*Instructions for the task*
Copy each of the following items word for word, keeping every character, number, and tag unchanged.

— start of Supplied records —

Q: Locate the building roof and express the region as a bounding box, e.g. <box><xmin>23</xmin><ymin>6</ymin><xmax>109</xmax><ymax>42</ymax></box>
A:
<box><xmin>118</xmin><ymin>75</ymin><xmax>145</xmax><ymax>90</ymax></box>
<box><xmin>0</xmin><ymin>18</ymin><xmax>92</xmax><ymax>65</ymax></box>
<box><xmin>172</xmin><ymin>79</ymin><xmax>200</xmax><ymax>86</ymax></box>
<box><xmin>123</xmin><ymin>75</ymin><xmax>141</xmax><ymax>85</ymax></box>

— end of Supplied records —

*In response*
Q: Locate the building roof and express the region as a bounding box, e.g. <box><xmin>23</xmin><ymin>6</ymin><xmax>109</xmax><ymax>42</ymax></box>
A:
<box><xmin>118</xmin><ymin>75</ymin><xmax>145</xmax><ymax>90</ymax></box>
<box><xmin>0</xmin><ymin>18</ymin><xmax>92</xmax><ymax>65</ymax></box>
<box><xmin>172</xmin><ymin>79</ymin><xmax>200</xmax><ymax>86</ymax></box>
<box><xmin>123</xmin><ymin>75</ymin><xmax>141</xmax><ymax>85</ymax></box>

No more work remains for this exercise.